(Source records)
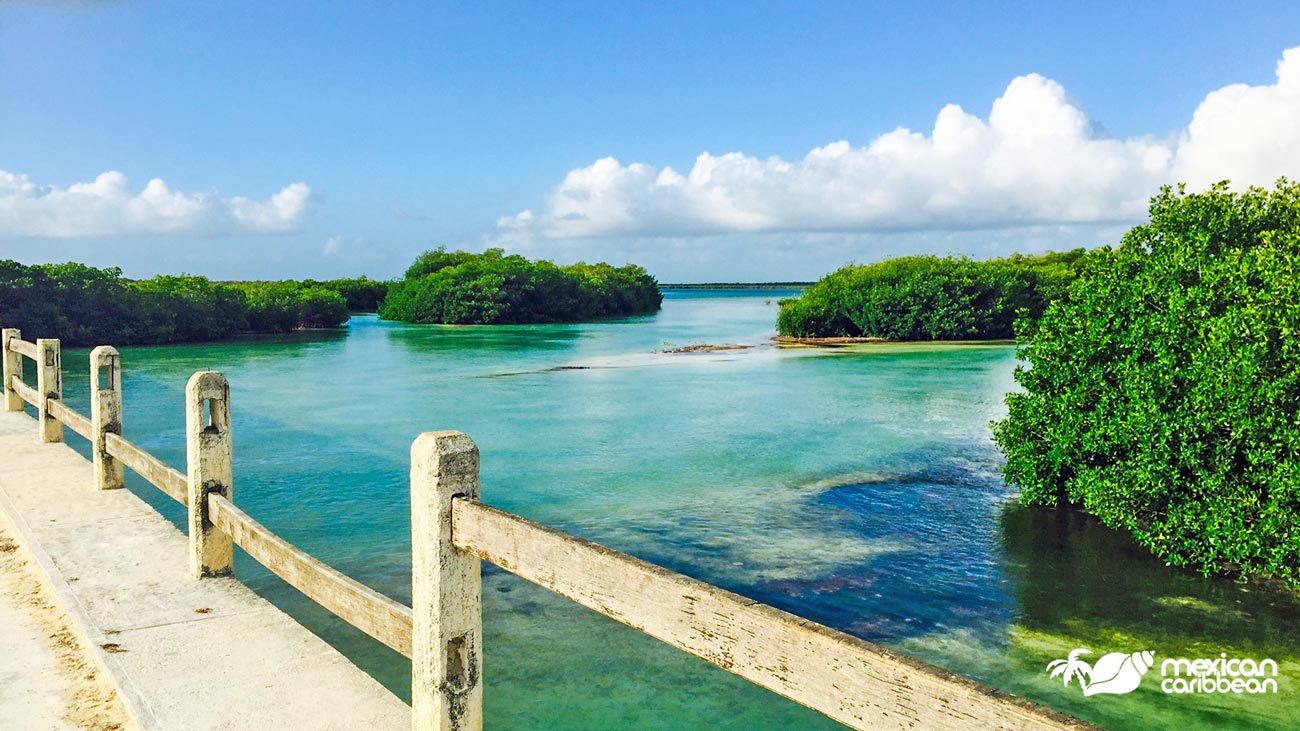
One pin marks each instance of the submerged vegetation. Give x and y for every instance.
(1162, 393)
(930, 298)
(83, 305)
(492, 288)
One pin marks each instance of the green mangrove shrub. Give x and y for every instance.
(87, 306)
(927, 298)
(1162, 393)
(492, 288)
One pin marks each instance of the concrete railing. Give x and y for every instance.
(857, 683)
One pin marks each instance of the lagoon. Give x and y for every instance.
(857, 487)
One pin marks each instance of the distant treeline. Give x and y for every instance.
(930, 298)
(85, 306)
(739, 285)
(492, 288)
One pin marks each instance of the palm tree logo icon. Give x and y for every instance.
(1114, 673)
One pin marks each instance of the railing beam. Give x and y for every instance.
(50, 384)
(208, 455)
(105, 416)
(12, 368)
(446, 589)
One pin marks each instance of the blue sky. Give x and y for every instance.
(297, 139)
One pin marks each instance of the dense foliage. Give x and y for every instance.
(926, 298)
(490, 288)
(362, 294)
(1164, 390)
(86, 306)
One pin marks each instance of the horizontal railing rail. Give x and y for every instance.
(380, 617)
(26, 393)
(154, 470)
(69, 418)
(845, 678)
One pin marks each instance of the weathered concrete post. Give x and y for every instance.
(105, 415)
(50, 383)
(12, 367)
(208, 457)
(446, 684)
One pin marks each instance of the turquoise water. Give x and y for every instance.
(857, 487)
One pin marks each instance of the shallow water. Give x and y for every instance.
(857, 487)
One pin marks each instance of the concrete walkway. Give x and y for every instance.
(183, 654)
(33, 695)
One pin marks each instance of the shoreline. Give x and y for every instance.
(791, 341)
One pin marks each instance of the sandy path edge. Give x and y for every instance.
(91, 700)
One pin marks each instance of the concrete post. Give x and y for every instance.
(12, 367)
(105, 415)
(446, 589)
(50, 384)
(208, 457)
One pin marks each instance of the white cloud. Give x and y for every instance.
(108, 207)
(1036, 160)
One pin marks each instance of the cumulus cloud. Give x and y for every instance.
(1036, 160)
(108, 206)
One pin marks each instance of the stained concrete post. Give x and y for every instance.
(12, 367)
(50, 384)
(208, 457)
(446, 589)
(105, 415)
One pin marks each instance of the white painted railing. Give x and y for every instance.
(857, 683)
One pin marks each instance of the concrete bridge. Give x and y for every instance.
(187, 647)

• **WHAT NEEDS TO BE DONE**: Write out, word for word, the line containing "One pin marks each instance of the shallow" and every line after it to the end of the data above.

• **TASK RESPONSE**:
One pin marks each instance of the shallow water. Give x and y for every instance.
(857, 487)
One pin marks each instance of the concrete walkway. Give x and y for every instance.
(183, 654)
(33, 695)
One pin marks each instance of the shoreline. Give x and y for every instance.
(791, 341)
One pin marks each instance of the sandy path edge. Give x and y for every instance.
(91, 700)
One pin marks each instance of the concrete post. Give x and y for every instance.
(12, 367)
(105, 415)
(446, 589)
(50, 384)
(208, 457)
One pin marks each instance of the white cloud. Give x and y for every instance.
(108, 207)
(1036, 160)
One pin marks each instance of the cumulus cloud. Give x and y for every instance.
(1036, 160)
(108, 206)
One pin marks each instance of the stained concrete post. Give x and y for every instance.
(12, 367)
(50, 384)
(208, 457)
(446, 589)
(105, 415)
One pin marks each instance of the white painted railing. Give x and y for every instance.
(857, 683)
One pin marks each instance of the concrete bridge. Give x and y for every instance.
(187, 647)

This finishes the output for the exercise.